Avec Scani, Bruno et ses collègues comptent bien passer à la vitesse supérieure. « On fait un peu ça pour se marrer, continue-t-il, mais il y a un vrai problème de fond. »
Dans ce département situé à 2h de Paris, beaucoup de foyers se retrouvent encore sans connexion Internet. Scani leur vient directement en aide, en diagnostiquant leurs équipements, réalisant ensuite des tests de vitesse puis conseillant - en l’échange d’une participation à l’actionnariat de la coopérative de 10 euros - les habitants pour qu’ils puissent se tourner vers des fournisseurs d’accès indépendants, capables d’alimenter le territoire avec un bon réseau. Pour l’instant, la coopérative n’opère que dans l’Yonne et rend déjà service à pas mal de monde.
Dans l’article de France 3, un entrepreneur de la région confiait avoir gagné environ 20 % de temps de travail grâce à sa nouvelle installation. Scani rappelle souvent sur son site Internet que la problématique de l’accès au Net ne s’arrête pas à la frontière de la Franche-Comté. Dans une enquête publiée en mars dernier, UFC Que Choisir souligne que 6,8 millions de personnes sont « privées d’un accès de qualité minimale à Internet ». Soit l’équivalent de 10,1 % des consommateurs.
Cette discrimination face aux services numériques touche beaucoup plus fortement les zones rurales, les fameuses « zones blanches ». En haut-débit (ADSL), les communes les plus « reculées » subissent en moyenne des débits 43 % plus faibles que les villes de plus de 30 000 habitants.
Dans les faits, si vous habitez dans une campagne qui souffre d’un manque d’accès, vous mettrez deux fois plus de temps à charger une vidéo et trois fois plus à afficher une bonne résolution d’image. UFC Que Choisir rappelle que l’inégalité face au haut débit est immense en France, puisqu’aujourd’hui, ce sont encore près de 13 millions de personnes qui sont privées ce que l’on appelle le « bon haut débit ».

CONSIGNE:
Reproduisez mot pour mot l'intégralité de l'extrait sur la coopérative Scani. Les items ci-dessous sont indépendants de l'extrait sur la coopérative Scani.

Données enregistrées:
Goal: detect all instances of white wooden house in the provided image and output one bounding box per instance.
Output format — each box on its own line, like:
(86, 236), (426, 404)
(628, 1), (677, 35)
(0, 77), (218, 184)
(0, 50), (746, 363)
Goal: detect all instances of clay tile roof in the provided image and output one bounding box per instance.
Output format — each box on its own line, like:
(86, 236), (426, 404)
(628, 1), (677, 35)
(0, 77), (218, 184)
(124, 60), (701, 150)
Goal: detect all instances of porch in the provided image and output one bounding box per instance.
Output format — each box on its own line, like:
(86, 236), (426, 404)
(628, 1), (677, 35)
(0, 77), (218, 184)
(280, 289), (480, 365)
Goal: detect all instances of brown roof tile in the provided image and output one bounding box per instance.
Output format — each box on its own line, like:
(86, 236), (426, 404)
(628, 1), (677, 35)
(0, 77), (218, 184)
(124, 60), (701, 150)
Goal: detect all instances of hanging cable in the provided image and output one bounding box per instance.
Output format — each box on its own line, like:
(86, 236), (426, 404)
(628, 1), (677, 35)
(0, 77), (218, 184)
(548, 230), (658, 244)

RÉPONSE:
Avec Scani, Bruno et ses collègues comptent bien passer à la vitesse supérieure. « On fait un peu ça pour se marrer, continue-t-il, mais il y a un vrai problème de fond. »
Dans ce département situé à 2h de Paris, beaucoup de foyers se retrouvent encore sans connexion Internet. Scani leur vient directement en aide, en diagnostiquant leurs équipements, réalisant ensuite des tests de vitesse puis conseillant - en l’échange d’une participation à l’actionnariat de la coopérative de 10 euros - les habitants pour qu’ils puissent se tourner vers des fournisseurs d’accès indépendants, capables d’alimenter le territoire avec un bon réseau. Pour l’instant, la coopérative n’opère que dans l’Yonne et rend déjà service à pas mal de monde.
Dans l’article de France 3, un entrepreneur de la région confiait avoir gagné environ 20 % de temps de travail grâce à sa nouvelle installation. Scani rappelle souvent sur son site Internet que la problématique de l’accès au Net ne s’arrête pas à la frontière de la Franche-Comté. Dans une enquête publiée en mars dernier, UFC Que Choisir souligne que 6,8 millions de personnes sont « privées d’un accès de qualité minimale à Internet ». Soit l’équivalent de 10,1 % des consommateurs.
Cette discrimination face aux services numériques touche beaucoup plus fortement les zones rurales, les fameuses « zones blanches ». En haut-débit (ADSL), les communes les plus « reculées » subissent en moyenne des débits 43 % plus faibles que les villes de plus de 30 000 habitants.
Dans les faits, si vous habitez dans une campagne qui souffre d’un manque d’accès, vous mettrez deux fois plus de temps à charger une vidéo et trois fois plus à afficher une bonne résolution d’image. UFC Que Choisir rappelle que l’inégalité face au haut débit est immense en France, puisqu’aujourd’hui, ce sont encore près de 13 millions de personnes qui sont privées ce que l’on appelle le « bon haut débit ».